■ 抜粋テキスト
ただプレーヤーの様子を見ながら次のゲームを作る面白さ、3億人を上回るユーザーにダウンロードしてもらえたことは、「スーパーマリオ ラン」を開発する中で収穫だったとした。
また「スーパーマリオ ラン」の開発で宮本氏がスタッフと多く話し合ったことに、課金の問題がある。その時任天堂が打ち出したポリシーは、「プレーヤーがお金を払うのは開発したデータなのだから、パラメーターに課金するような方法は止めよう」というものだった。さらに子供でも安心してプレイできるように、重課金を前提としたモデルにはしない。スマートフォンは巨大なマーケットだから、多くの人からリーズナブルな課金をしてもらうことでビジネスが成立するはずという考え方だ。
「スーパーマリオ ラン」は1,200円の買い切りモデルとしたが、他のゲームに比べると課金率が高いわけではないという。採算は取れているそうだが、無料のお試し部分を入れたことで逆に不満が出てしまうなど、ハードルの高さも感じたそうだ。この経験は、次のタイトル開発に活かして「チャレンジ」するそうだ。
もう1つ、スマートフォンタイトルで大きい話題となったのが「ポケモンGO」だ。発表そのものは2015年で、当時はあまり手応えがなかったという。しかしサービスを開始すると同時に一気に話題が広がっていった。宮本氏自身は開発には深く関わっていないが、それが良かったと思ったそうだ。
もし自分だったら「ゲーム性が足りない」などと口を出していたかもしれず、コミュニティで遊んだり、実際の地図情報を利用する「ポケモンGO」ならではの魅力を見抜けなかっただろうと振り返った。近所の友人が親子で遊んでいるのを見るにつけ、「このモバイルの楽しさを使って、ユニークなものを作りたい」と常々思うそうだ。
宮本氏が見つめるゲーム作りの「自由度」と「制限」

■ 演習の課題
#1 宮本氏とスマートフォンゲームについての記事から、「また「スーパーマリオ ラン」」を含む箇所で始めて「作りたい」と常々思うそうだ。」の後で止め、その部分を一字一句変えずに繰り返してください。
#2 宮本氏とスマートフォンゲームについての記事を、最後の見出しの後から引き継いで書き進めてください。

(マスクのラベル付け例)
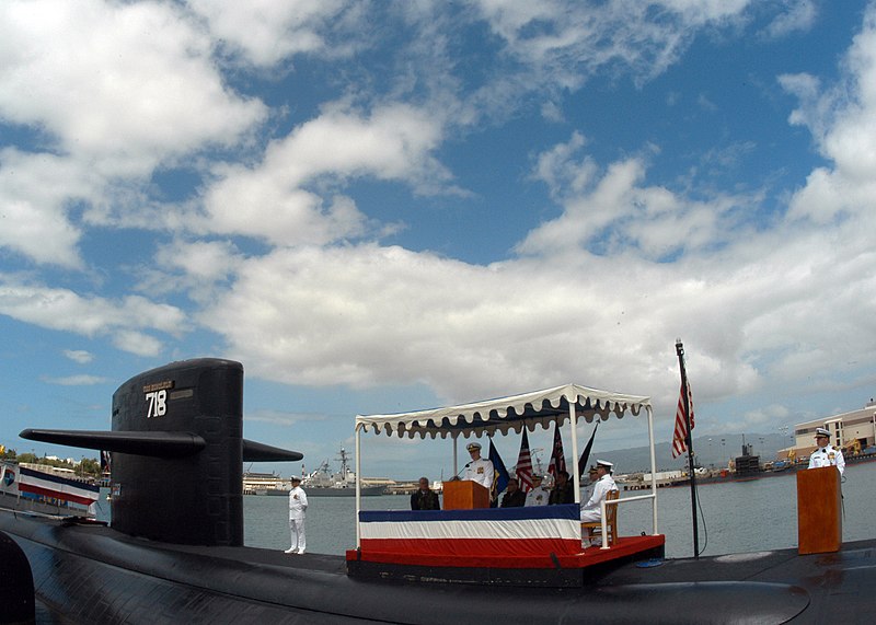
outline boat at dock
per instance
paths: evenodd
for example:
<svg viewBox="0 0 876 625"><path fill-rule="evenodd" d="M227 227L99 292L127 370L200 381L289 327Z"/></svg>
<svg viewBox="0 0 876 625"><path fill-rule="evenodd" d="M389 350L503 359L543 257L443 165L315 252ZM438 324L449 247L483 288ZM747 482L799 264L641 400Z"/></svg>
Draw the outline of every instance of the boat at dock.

■ 演習の解答
#1
また「スーパーマリオ ラン」の開発で宮本氏がスタッフと多く話し合ったことに、課金の問題がある。その時任天堂が打ち出したポリシーは、「プレーヤーがお金を払うのは開発したデータなのだから、パラメーターに課金するような方法は止めよう」というものだった。さらに子供でも安心してプレイできるように、重課金を前提としたモデルにはしない。スマートフォンは巨大なマーケットだから、多くの人からリーズナブルな課金をしてもらうことでビジネスが成立するはずという考え方だ。
「スーパーマリオ ラン」は1,200円の買い切りモデルとしたが、他のゲームに比べると課金率が高いわけではないという。採算は取れているそうだが、無料のお試し部分を入れたことで逆に不満が出てしまうなど、ハードルの高さも感じたそうだ。この経験は、次のタイトル開発に活かして「チャレンジ」するそうだ。
もう1つ、スマートフォンタイトルで大きい話題となったのが「ポケモンGO」だ。発表そのものは2015年で、当時はあまり手応えがなかったという。しかしサービスを開始すると同時に一気に話題が広がっていった。宮本氏自身は開発には深く関わっていないが、それが良かったと思ったそうだ。
もし自分だったら「ゲーム性が足りない」などと口を出していたかもしれず、コミュニティで遊んだり、実際の地図情報を利用する「ポケモンGO」ならではの魅力を見抜けなかっただろうと振り返った。近所の友人が親子で遊んでいるのを見るにつけ、「このモバイルの楽しさを使って、ユニークなものを作りたい」と常々思うそうだ。

#2
宮本氏が長年ゲーム作りをする中で、ゲームシステムの「自由度」と「制限」は常に考えてきた課題だという。以前ははっきりとしたゴールを作り、その目標をプレーヤーが目指すというゲーム構造が主流だったが、メモリやストレージが充実したことでできることが広がり、自由度の高いゲームシステムの中で「プレーヤー自身が自分でゴールを決める」という遊びが生まれてくるようになった。
Nintendo Switch「ゼルダの伝説 ブレス オブ ザ ワイルド」は、「移動することが楽しい」というプレイ感を実現するために多くの時間をかけたタイトルであり、Nintendo Switch「スーパーマリオ オデッセイ」もマップ内に細かく仕掛けを詰め込んでいる。「スーパーマリオ オデッセイ」がステージクリアとなってもそのままゲームが続くのは、それだけステージの作りを豪華にできるようになったからだと分析している。
また「自由なのが楽しいなら、その究極は3Dや2Dのモデル作成ツールではないか?」という考えから、以前から「エディター系」のゲームにも力を入れている。SFC「マリオペイント」やNINTENDO64「マリオアーティスト」シリーズなどもその1つで、最近ではWii U、ニンテンドー3DSで発売された「スーパーマリオメーカー」が挙げられる。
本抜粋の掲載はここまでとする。